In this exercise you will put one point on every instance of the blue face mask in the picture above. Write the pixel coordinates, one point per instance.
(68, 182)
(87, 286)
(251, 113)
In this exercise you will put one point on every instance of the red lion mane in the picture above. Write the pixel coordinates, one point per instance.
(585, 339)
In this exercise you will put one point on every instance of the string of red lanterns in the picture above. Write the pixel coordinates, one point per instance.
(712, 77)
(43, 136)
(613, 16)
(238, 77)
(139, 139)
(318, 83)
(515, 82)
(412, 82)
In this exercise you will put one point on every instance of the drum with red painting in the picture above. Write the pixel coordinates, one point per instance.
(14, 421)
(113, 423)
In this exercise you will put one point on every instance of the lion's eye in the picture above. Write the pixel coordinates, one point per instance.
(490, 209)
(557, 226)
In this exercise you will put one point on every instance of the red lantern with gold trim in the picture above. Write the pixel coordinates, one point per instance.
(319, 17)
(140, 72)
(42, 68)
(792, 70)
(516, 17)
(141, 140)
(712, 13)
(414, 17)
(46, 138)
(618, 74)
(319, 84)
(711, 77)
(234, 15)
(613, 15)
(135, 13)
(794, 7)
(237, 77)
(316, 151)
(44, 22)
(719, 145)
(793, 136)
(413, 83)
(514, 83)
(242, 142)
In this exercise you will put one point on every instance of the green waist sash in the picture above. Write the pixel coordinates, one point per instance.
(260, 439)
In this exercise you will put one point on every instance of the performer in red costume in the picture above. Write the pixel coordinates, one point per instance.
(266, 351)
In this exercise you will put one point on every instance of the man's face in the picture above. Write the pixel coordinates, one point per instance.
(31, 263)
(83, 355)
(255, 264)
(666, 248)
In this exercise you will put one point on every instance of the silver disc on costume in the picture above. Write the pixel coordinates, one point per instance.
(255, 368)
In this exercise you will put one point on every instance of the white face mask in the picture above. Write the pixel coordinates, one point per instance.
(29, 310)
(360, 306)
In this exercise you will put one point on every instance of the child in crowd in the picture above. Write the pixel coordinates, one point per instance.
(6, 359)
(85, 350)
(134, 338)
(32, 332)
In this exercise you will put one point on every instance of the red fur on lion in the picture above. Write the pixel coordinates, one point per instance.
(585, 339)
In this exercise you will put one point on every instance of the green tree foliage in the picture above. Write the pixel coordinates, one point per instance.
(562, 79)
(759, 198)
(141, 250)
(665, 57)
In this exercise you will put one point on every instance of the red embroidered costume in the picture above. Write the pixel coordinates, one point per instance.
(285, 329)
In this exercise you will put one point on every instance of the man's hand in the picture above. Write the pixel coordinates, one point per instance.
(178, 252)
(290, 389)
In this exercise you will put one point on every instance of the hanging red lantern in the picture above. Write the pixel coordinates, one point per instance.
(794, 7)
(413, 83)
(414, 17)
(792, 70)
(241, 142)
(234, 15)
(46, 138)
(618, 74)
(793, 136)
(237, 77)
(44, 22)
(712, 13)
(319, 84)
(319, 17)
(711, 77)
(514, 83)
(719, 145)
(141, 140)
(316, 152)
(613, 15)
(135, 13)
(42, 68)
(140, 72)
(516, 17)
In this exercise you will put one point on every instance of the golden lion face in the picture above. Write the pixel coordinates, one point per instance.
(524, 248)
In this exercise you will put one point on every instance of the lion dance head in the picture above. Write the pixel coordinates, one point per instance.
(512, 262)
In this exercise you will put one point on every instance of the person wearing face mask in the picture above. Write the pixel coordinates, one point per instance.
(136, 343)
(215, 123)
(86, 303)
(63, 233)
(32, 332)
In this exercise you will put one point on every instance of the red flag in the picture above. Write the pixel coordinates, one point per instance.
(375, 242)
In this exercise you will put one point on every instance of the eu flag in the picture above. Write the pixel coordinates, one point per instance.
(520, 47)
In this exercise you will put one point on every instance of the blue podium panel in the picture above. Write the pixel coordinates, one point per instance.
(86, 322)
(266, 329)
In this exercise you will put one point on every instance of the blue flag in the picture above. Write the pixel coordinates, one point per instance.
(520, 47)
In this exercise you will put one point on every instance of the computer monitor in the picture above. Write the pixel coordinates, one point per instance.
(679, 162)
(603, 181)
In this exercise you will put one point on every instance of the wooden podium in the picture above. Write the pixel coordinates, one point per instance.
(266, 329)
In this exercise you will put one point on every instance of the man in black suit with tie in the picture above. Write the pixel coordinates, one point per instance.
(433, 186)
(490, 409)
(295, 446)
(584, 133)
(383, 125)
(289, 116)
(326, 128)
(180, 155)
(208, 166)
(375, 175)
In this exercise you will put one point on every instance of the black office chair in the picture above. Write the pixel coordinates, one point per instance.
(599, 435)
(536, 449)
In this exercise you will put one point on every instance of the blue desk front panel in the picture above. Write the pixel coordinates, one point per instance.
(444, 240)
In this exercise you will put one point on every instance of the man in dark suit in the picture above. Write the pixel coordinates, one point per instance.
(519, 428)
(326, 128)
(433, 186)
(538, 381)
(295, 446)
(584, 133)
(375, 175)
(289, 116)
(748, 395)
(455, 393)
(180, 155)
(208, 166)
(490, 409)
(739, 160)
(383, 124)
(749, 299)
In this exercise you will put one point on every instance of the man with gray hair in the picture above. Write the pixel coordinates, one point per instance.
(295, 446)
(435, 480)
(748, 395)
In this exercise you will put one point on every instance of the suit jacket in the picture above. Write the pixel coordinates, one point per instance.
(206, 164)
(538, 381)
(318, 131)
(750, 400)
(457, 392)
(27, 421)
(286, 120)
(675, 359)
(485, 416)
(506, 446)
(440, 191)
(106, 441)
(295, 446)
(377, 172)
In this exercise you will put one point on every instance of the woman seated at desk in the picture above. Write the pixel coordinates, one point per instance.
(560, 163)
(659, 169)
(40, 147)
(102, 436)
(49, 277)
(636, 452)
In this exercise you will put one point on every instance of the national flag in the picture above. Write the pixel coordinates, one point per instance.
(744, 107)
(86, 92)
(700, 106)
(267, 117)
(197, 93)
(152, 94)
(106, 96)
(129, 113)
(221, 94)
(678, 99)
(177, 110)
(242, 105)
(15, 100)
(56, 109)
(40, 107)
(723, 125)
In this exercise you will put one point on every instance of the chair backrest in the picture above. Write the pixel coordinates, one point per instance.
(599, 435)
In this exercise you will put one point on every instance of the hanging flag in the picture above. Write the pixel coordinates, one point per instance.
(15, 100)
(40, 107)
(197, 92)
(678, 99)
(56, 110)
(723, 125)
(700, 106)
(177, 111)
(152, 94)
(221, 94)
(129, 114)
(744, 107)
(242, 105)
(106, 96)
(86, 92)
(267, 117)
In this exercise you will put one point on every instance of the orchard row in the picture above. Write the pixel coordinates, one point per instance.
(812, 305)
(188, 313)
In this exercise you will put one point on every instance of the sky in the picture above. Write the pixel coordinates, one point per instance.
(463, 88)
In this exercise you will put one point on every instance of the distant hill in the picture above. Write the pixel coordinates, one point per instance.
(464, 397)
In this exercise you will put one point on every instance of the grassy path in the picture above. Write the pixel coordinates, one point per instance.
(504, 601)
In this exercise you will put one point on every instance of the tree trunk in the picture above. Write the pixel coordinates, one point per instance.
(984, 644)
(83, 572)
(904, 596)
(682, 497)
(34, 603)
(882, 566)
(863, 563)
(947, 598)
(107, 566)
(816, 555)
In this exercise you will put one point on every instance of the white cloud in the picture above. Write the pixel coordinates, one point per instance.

------

= AIM =
Repeat the records exactly, including every line.

= EXERCISE OUTPUT =
In this exercise you will put one point on every instance of the blue face mask in the picture above. Write the pixel coordinates, one point per instance.
(68, 182)
(87, 286)
(251, 113)
In this exercise you will put one point on every instance of the red lion mane in the picture above. Write the pixel coordinates, one point per instance.
(585, 339)
In this exercise you will put one point on every instance of the string of red lanterns in the picture above. Write the pixel coordinates, one point per instance.
(712, 77)
(43, 136)
(613, 16)
(238, 77)
(139, 139)
(318, 83)
(515, 82)
(412, 82)
In this exercise you will put one point on every instance of the drum with red painting in the picture above. Write the pixel coordinates, one point per instance.
(14, 421)
(113, 423)
In this exercise you will put one point on every instance of the lion's eye in the picture above. Write the pixel coordinates, one point per instance.
(490, 209)
(557, 226)
In this exercise you will put one point on every instance of the red lantern with gold trim in the picture above. Write the pixel coordinates, one point per instance.
(319, 17)
(140, 72)
(42, 68)
(792, 70)
(516, 17)
(141, 140)
(712, 13)
(414, 17)
(46, 138)
(618, 74)
(319, 84)
(711, 77)
(234, 15)
(613, 15)
(135, 13)
(794, 7)
(237, 77)
(316, 151)
(44, 22)
(719, 145)
(793, 136)
(413, 83)
(514, 83)
(242, 142)
In this exercise you will put one point on every instance of the green waist sash in the picture above. Write the pixel coordinates, one point per instance.
(260, 439)
In this exercise you will put one point on every instance of the performer in red costume in the picture above. Write the pixel coordinates, one point per instance.
(266, 351)
In this exercise you will put one point on every instance of the man's face in the picture above. Write the pixel coordinates, one point per instance.
(31, 263)
(83, 355)
(255, 264)
(666, 248)
In this exercise you will put one point on every instance of the silver disc on costume in the picture above. Write the pixel coordinates, one point per instance.
(255, 368)
In this exercise you will put one point on every instance of the white face mask in the picture above. Write the pixel coordinates, one point per instance.
(29, 310)
(360, 306)
In this exercise you will put one point on every instance of the child in crowd in the picture above. Write the pixel coordinates, one point per instance.
(6, 359)
(85, 350)
(134, 338)
(32, 332)
In this exercise you will put one point on every instance of the red fur on lion in the picture above. Write the pixel coordinates, one point per instance.
(585, 339)
In this exercise you will put one point on every instance of the green tree foliage in the picture above. Write the pixel coordinates, one point per instance.
(562, 79)
(759, 198)
(141, 250)
(665, 57)
In this exercise you will put one point on every instance of the red embroidered costume in the picture above. Write the pixel coordinates, one point per instance.
(285, 329)
In this exercise you will put one point on every instance of the man's hand in the picture above. Write the pixel coordinates, one point per instance.
(178, 252)
(290, 389)
In this exercise you will put one point on every instance of the hanging red lantern in the picture above. Write the pixel coordinates, one point per instance.
(794, 7)
(413, 83)
(414, 17)
(792, 70)
(241, 142)
(234, 15)
(46, 138)
(618, 74)
(793, 136)
(237, 77)
(44, 22)
(712, 13)
(319, 84)
(319, 17)
(711, 77)
(514, 83)
(719, 145)
(141, 140)
(316, 152)
(613, 15)
(135, 13)
(42, 68)
(140, 72)
(516, 17)
In this exercise you will put one point on every instance of the golden lion face in the picture above. Write the pixel coordinates, one point per instance.
(524, 248)
In this exercise you will put one point on every instance of the lion dance head in the picture above. Write the pixel coordinates, one point per instance.
(512, 262)
In this exercise you will put one point on every instance of the person wearing face mask in the picture above. Write the pixel coordinates, one point per instance.
(136, 343)
(215, 123)
(86, 303)
(63, 233)
(32, 332)
In this exercise you will put one point on every instance of the red flag in the picture above. Write the pixel coordinates, one point per instance.
(375, 242)
In this exercise you will put one point on every instance of the eu flag in the picture above. Write the pixel coordinates, one point per instance.
(520, 47)
In this exercise you will put one point on every instance of the blue podium panel in the picture above. Write the pixel coordinates, one point per instance.
(86, 322)
(266, 329)
In this exercise you will put one point on every instance of the blue flag in the picture above. Write the pixel coordinates, one point per instance.
(520, 47)
In this exercise you will put one point on every instance of the computer monitor in the picture above. Write the pixel coordinates, one point per instance.
(679, 162)
(603, 181)
In this exercise you will put one point on every instance of the wooden podium in the picture above. Write the pixel coordinates, one point per instance.
(266, 329)
In this exercise you will put one point on every instance of the man in black suit with tie in the picture above. Write the pixel coordinates, one point per instance.
(433, 186)
(490, 409)
(295, 446)
(584, 133)
(383, 125)
(289, 116)
(326, 128)
(180, 155)
(208, 166)
(375, 175)
In this exercise you will put one point on every instance of the black office chair in the picture above. Write the pixel coordinates, one point per instance.
(599, 435)
(536, 449)
In this exercise you will put one point on every instance of the blue desk front panel in the picture above. Write the pixel coordinates, one point per instance.
(444, 240)
In this exercise you will put one point on every instance of the man in dark suit in the picture above. Write the pixel coordinates, one point per instance.
(519, 428)
(326, 128)
(433, 186)
(538, 381)
(295, 446)
(584, 133)
(375, 175)
(289, 116)
(748, 395)
(455, 393)
(180, 155)
(208, 166)
(490, 409)
(739, 160)
(383, 124)
(749, 299)
In this exercise you will put one point on every instance of the man with gray hair in the picture above. Write the pixel coordinates, one point per instance.
(295, 446)
(435, 480)
(748, 395)
In this exercise you will put one point on every instance of the suit jacket in the picture above. Write the pixel coordinates, one point per instance.
(206, 164)
(538, 381)
(318, 131)
(750, 400)
(457, 392)
(27, 421)
(286, 120)
(675, 359)
(485, 416)
(506, 446)
(440, 191)
(106, 441)
(295, 446)
(377, 172)
In this exercise you will put one point on every instance of the woman seated at desk in the picture above. Write the pixel coordinates, one point per instance.
(560, 163)
(659, 169)
(40, 147)
(102, 436)
(49, 277)
(636, 452)
In this exercise you will put one point on every instance of the national flag in the picture above. Write the pixel coordinates, one point per instance.
(744, 107)
(86, 92)
(700, 106)
(267, 117)
(197, 93)
(152, 94)
(106, 96)
(129, 113)
(221, 94)
(678, 99)
(177, 110)
(242, 105)
(15, 100)
(56, 109)
(40, 107)
(723, 125)
In this exercise you will put one point on every instance of the chair backrest in the picture above. Write the pixel coordinates, one point per instance.
(599, 435)
In this exercise you will put one point on every instance of the hanging flag in the picture above. Write the pixel coordinates, one point per instance.
(15, 100)
(40, 107)
(197, 92)
(678, 99)
(56, 110)
(723, 125)
(700, 106)
(177, 111)
(152, 94)
(221, 94)
(129, 114)
(744, 107)
(242, 105)
(106, 96)
(86, 92)
(267, 117)
In this exercise you will put one point on every instance of the orchard row in the picture above. Write the pixel coordinates, one point per instance.
(812, 305)
(188, 313)
In this exercise you will put one point on every instance of the sky in the picture above. Write the pixel coordinates, one point per instance.
(463, 88)
In this exercise you will put one point on every instance of the distant hill in the picture above. Write the pixel coordinates, one point per instance.
(464, 397)
In this exercise you will put one point on every instance of the grassy path in the picture above. Write the pixel coordinates, one point per instance.
(504, 601)
In this exercise you will put one point on every instance of the tree trunk in the picture above. Write the pixel coordinates, one point per instance.
(984, 644)
(83, 572)
(904, 596)
(682, 497)
(34, 603)
(882, 566)
(863, 563)
(947, 598)
(107, 566)
(816, 555)
In this exercise you will put one point on every instance of the white cloud in the picture above. Write the pixel coordinates, one point per instance.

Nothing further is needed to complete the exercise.